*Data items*
========================

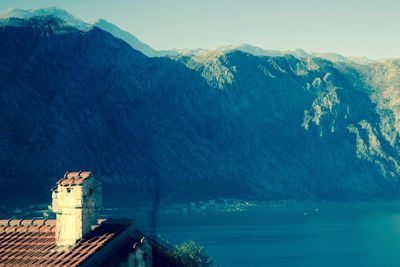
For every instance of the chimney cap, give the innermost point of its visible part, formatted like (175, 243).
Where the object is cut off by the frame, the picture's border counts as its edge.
(74, 178)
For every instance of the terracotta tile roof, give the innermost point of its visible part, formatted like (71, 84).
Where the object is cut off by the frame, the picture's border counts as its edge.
(32, 243)
(74, 178)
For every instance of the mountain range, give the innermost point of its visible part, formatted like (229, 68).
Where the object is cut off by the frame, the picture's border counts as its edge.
(236, 121)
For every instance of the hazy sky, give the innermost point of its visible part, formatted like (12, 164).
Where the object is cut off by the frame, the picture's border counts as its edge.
(350, 27)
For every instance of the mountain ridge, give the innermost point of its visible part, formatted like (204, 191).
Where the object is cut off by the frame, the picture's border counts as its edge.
(228, 124)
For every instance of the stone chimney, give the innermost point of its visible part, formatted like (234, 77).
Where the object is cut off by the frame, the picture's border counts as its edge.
(77, 200)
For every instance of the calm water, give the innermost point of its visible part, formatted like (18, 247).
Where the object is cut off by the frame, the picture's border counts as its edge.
(311, 234)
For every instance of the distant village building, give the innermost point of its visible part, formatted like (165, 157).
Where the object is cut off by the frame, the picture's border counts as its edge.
(77, 237)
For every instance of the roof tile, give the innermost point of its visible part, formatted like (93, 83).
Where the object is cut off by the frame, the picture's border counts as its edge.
(32, 243)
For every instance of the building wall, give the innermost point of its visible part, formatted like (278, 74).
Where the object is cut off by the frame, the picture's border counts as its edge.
(76, 210)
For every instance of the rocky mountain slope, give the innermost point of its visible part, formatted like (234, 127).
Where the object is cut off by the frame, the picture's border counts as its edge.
(222, 123)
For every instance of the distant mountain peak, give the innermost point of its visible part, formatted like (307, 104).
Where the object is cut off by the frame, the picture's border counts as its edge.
(81, 25)
(50, 11)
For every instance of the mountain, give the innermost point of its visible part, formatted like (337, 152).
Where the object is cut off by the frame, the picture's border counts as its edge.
(220, 123)
(51, 11)
(81, 25)
(127, 37)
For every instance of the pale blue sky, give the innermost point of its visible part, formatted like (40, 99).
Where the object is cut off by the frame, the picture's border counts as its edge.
(350, 27)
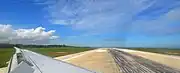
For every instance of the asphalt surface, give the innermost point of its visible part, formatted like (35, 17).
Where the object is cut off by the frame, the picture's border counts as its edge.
(129, 63)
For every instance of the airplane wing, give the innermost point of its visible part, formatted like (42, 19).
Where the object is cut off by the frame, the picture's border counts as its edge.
(25, 61)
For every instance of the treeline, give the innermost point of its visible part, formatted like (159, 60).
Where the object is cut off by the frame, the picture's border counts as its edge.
(30, 46)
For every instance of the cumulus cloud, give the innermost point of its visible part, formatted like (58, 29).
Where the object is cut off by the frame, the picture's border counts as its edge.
(115, 15)
(25, 36)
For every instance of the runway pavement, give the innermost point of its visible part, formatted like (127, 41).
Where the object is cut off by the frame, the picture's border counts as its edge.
(134, 64)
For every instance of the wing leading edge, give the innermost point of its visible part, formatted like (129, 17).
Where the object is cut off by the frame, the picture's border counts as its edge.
(25, 61)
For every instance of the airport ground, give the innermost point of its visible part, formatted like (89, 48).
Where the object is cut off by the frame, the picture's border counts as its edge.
(107, 60)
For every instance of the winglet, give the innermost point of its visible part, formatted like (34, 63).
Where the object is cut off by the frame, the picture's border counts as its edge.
(18, 50)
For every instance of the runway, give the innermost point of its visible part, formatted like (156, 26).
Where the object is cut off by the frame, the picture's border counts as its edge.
(134, 64)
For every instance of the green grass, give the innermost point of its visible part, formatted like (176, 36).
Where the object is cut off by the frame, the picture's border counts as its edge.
(161, 51)
(5, 54)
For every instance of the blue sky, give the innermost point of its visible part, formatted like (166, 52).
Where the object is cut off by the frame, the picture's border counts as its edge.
(105, 23)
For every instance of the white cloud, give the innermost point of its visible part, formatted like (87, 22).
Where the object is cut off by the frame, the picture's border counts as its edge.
(25, 36)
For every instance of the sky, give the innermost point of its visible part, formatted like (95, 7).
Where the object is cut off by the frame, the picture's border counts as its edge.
(95, 23)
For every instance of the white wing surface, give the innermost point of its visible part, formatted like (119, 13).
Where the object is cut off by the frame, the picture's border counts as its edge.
(25, 61)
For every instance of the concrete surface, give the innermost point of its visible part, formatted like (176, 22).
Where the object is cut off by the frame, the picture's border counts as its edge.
(169, 60)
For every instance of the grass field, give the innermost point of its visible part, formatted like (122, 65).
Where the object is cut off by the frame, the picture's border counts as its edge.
(161, 51)
(5, 54)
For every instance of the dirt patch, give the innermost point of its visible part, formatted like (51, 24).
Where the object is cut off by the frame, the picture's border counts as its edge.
(99, 61)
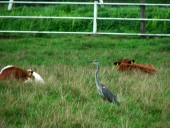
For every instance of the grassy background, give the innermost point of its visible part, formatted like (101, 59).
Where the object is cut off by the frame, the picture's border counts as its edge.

========================

*Exercise prompt*
Please reproduce all of the records above word for word, leaving the pictures out of your answer.

*Result for this exercise*
For every instance of the chimney cap, give the innermost point of its visible part, formatted like (175, 243).
Where the object is cut off by the frame, the picture's border counts as its edge.
(74, 178)
For every instance of the terracotta tile roof, give the innermost point of its visible part, formatted like (71, 84).
Where the object is cut off by the frame, the picture's border counts as its edge.
(32, 243)
(74, 178)
For every instance of the mountain range, give the innermost point of its visible part, formatted like (229, 68).
Where the object is cut off by the frame, the picture's border counts as its edge.
(236, 121)
For every instance of the hazy sky, give the innermost point of its visible part, formatted like (12, 164).
Where the object is cut off by the frame, the picture's border counts as its edge.
(350, 27)
For every instance of the mountain ridge, give the innermost point of its visible part, formatted like (204, 191).
Where the object is cut off by the frame, the picture's border counts as its edge.
(228, 124)
For every instance of the stone chimney, give the innermost point of its visible part, formatted like (234, 77).
Where the object is cut off by the frame, the picture's border counts as its edge.
(77, 200)
For every instance of the calm water, give the innermost point of its visible part, formatted like (18, 247).
Where the object is cut off by the frame, the picture's border counts as its edge.
(311, 234)
For every instance of the distant village building, give the innermost point of its visible part, formatted like (165, 157).
Where the object is cut off by the frame, the picture's border counts as its edge.
(77, 237)
For every instance of the roof tile, give the innermost point of its visible part, formatted like (93, 83).
Where the object is cut off by the frame, the picture's border counts as its edge.
(32, 243)
For every instance of the building wall, give the innermost point of its visible part, formatted like (278, 74).
Where the object is cut off by the frame, the picture's border counts as its edge.
(76, 210)
For every instance of the rocky mountain slope, give the innermost point of its visible part, formatted like (234, 127).
Where the object is cut off by the frame, the picture's border counts as its edge.
(222, 123)
For every instance of the distant mountain peak, give the innermost point of its visible part, formatted like (307, 104).
Where the object is cut off by the frame, the picture's border counts as its edge.
(81, 25)
(50, 11)
For every instance of the mountain, give the innermost point of its visible part, formatted like (337, 152).
Where the object is cut off by the frame, the picture's border counts as its edge.
(220, 123)
(51, 11)
(81, 25)
(127, 37)
For every instance of the pale blue sky, give the innermost point of its visible part, formatted like (40, 99).
Where the object is cut off by the frame, the picture's border counts as its edge.
(350, 27)
For every instance of the asphalt surface, give the innermost point of its visible part, formatted like (35, 17).
Where the object is cut off by the frame, the picture's border counts as its edge.
(129, 63)
For every instance of the airplane wing, give the innermost point of its visible part, formatted like (42, 19).
Where the object is cut off by the frame, the picture's border counts as its edge.
(25, 61)
For every instance of the treeline, give the innermost point of its visible part, formatted like (159, 60).
Where the object is cut off by the frame, the picture's border counts as its edge.
(30, 46)
For every instance of the cumulus cloud, give the innermost point of its visible part, formatted like (58, 29).
Where the object is cut off by the frame, the picture's border counts as its edge.
(115, 15)
(25, 36)
For every instance of the runway pavement, give the innermost point of its visible part, formatted like (127, 41).
Where the object is cut off by the frame, the picture's border counts as its edge.
(134, 64)
For every instance of the wing leading edge, give the innermost point of its visible part, formatted like (129, 17).
Where the object is cut off by the frame, the picture's border counts as its edge.
(25, 61)
For every instance of the airport ground, give the innermost point of its visible part, formatted like (89, 48).
Where the object is cut off by the frame, the picture's border counts as its edge.
(107, 60)
For every instance of the winglet, give the innermost point of its visible part, formatted like (34, 63).
Where the object is cut off by the frame, the picture's border counts as its edge.
(18, 50)
For every instance of the runway, give the innermost point of its visible part, formatted like (156, 26).
Where the object is cut off by the frame, the picture's border counts as its edge.
(134, 64)
For every instance of the green grass, give the innermost point of its visible part, formatted like (176, 36).
Where the object is cut off by the frame, the picture's border counts as its edge.
(161, 51)
(5, 54)
For every instance of the blue sky, give the innermost point of its visible part, formatted like (166, 52).
Where the object is cut off by the frame, the picture's border counts as its edge.
(105, 23)
For every instance of the white cloud, give the innermost point of its visible part, formatted like (87, 22).
Where the object is cut off by the frame, the picture's border counts as its edge.
(25, 36)
For every instance of the sky, give the innermost point of its visible part, formatted like (95, 7).
Where the object is cut off by the frame, the picture's border counts as its edge.
(95, 23)
For every instance of the white wing surface, give the innermost point of its visible part, formatted like (119, 13).
Where the object is cut off by the frame, the picture's border counts as its edge.
(25, 61)
For every instance of the concrete surface, give the innermost point of its visible part, formatted like (176, 22).
Where the object is cut off by the frame, the picture's border counts as its edge.
(169, 60)
For every instance of the grass field, give the innermost point of its visible part, formatted like (122, 65).
Where the object is cut off by the frame, the picture's border counts as its edge.
(161, 51)
(5, 54)
For every instance of the dirt patch, give the innermost point of its visible part, formatted like (51, 24).
Where the object is cut off by the frame, the picture's border counts as its edge.
(99, 61)
For every instance of the grassy background, give the innermost point of its visible part, formatted like (101, 59).
Where the object is cut off by the frame, the picture's border counts as its edge.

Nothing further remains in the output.